* [Document section]:
-----

Resilience Bites #3 - What the Internet said last month!
Feb 28, 2025
In this February edition of Resilience Bites, I’ve curated a selection of noteworthy discussions and findings related to resilience from this past month.
I hope you find these highlights insightful and that they inspire you to explore the world of resilience engineering further.
My 'coups de cœur' have one ❤️ or two next to it.
Happy reading!
Blogs highlights
How Monzo Bank Built a Cost-Effective, Unorthodox Backup System to Ensure Resilient Banking by Eran Stiller ❤️
Such a great example of heterogeneous redundancy. It is not a new idea, but seeing it implemented and used in real is awesome, so thanks for sharing.
Here is a great paper on the topic applied to circuit boards. The principle is the same, though.
Chaos Engineering in the Age of AI: Surfacing Hidden Complexity by Adrian Hornsby
“The rise of AI in software development presents a fascinating paradox. While AI tools make it easier than ever to generate complex systems rapidly, they also make it harder to understand how these systems actually work.“
MTTR Is (Still) Lying to You ❤️ by Courtney Nash
“Software organizations tend to value measurement, iteration, and improvement based on data. These are great things for an organization to focus on; however, this has led to an industry practice of calculating and tracking Mean Time to Resolve, or MTTR. While it’s understandable to want to have a clear metric for tracking incident resolution, MTTR is problematic for a number of reasons. “
When AI Makes the Call - Questions About Meta-Operators and System Responsibility by Adrian Hornsby
“As AI increasingly helps us build complex software systems, a new type of tool is emerging: AI meta-operators. Meta-operators are AI agents designed to supervise and manage other AI systems and software. “
Best Simple System for Now ❤️by Daniel Terhorst-North
“The Best Simple System for Now is the simplest system that meets the needs of the product right now, written to an appropriate standard. It has no extraneous or over-engineered code, and any code it does have is exactly as robust and reliable as it needs to be, neither more nor less.”
Investing in chaos engineering as a strategic necessity ❤️❤️ by Adrian Hornsby
I am really proud of that one. It is long but it is the culmination of a decade worth of chaos engineering.
DORA scenario testing with AWS Fault Injection Service ❤️ by Haresh Nandwani and Adrian Hornsby
“This blog post outlines how you can use AWS Fault Injection Service (FIS) to support the DORA requirements around scenario-based testing through a structured, iterative process of identifying failure scenarios, planning and executing chaos engineering experiments, reporting on the results, and using the information learned to improve operational resilience.”
Most Companies Experience Weekly Outages: The State of Resilience 2025 Report by Rafal Gancarz
“According to The State of Resilience 2025 Report, published by Cockroach Labs, outages are commonplace in most organizations, with 55% of companies reporting weekly and 14% reporting daily outages. Staggering 100% of survey participants experienced revenue losses due to outages, with some companies (8%) reporting losses of USD 1 million or higher over the last 12 months.”
How Locking, Saturation and CDN Network Issues Brought down Canva ❤️ by Renato Losio
“The Canva engineering team recently published their post-mortem on the outage they experienced last November, detailing the API Gateway failure and the lessons learned during the incident.“
Restrict Mutability of State: When it is not necessary to change, it is necessary not to change by Kevlin Henney
“What appears at first to be a trivial observation turns out to be a subtly important one: a great many software defects arise from the (incorrect) modification of state. It follows from this that if there is less opportunity for code to change state, there will be fewer defects that arise from state change!”

-----

* [Actions to take]:
a) Write out the stretch of the newsletter from "Resilience Bites #3" through "thanks for sharing." word for word.
b) According to the newsletter, which company published The State of Resilience 2025 Report?

* [Data records]:
-----

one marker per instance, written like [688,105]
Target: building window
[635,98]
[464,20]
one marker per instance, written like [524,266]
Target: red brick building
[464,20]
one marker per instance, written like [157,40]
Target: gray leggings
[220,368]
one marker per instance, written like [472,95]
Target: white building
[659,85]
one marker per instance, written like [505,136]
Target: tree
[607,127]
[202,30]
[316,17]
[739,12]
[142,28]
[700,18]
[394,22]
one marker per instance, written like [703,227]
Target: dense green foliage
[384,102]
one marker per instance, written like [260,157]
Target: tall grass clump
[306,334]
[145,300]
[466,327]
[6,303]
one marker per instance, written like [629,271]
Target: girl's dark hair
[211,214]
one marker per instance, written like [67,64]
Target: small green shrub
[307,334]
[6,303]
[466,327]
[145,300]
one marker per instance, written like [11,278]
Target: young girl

-----

* [Task answers]:
a)
Resilience Bites #3 - What the Internet said last month!
Feb 28, 2025
In this February edition of Resilience Bites, I’ve curated a selection of noteworthy discussions and findings related to resilience from this past month.
I hope you find these highlights insightful and that they inspire you to explore the world of resilience engineering further.
My 'coups de cœur' have one ❤️ or two next to it.
Happy reading!
Blogs highlights
How Monzo Bank Built a Cost-Effective, Unorthodox Backup System to Ensure Resilient Banking by Eran Stiller ❤️
Such a great example of heterogeneous redundancy. It is not a new idea, but seeing it implemented and used in real is awesome, so thanks for sharing.

b) Cockroach Labs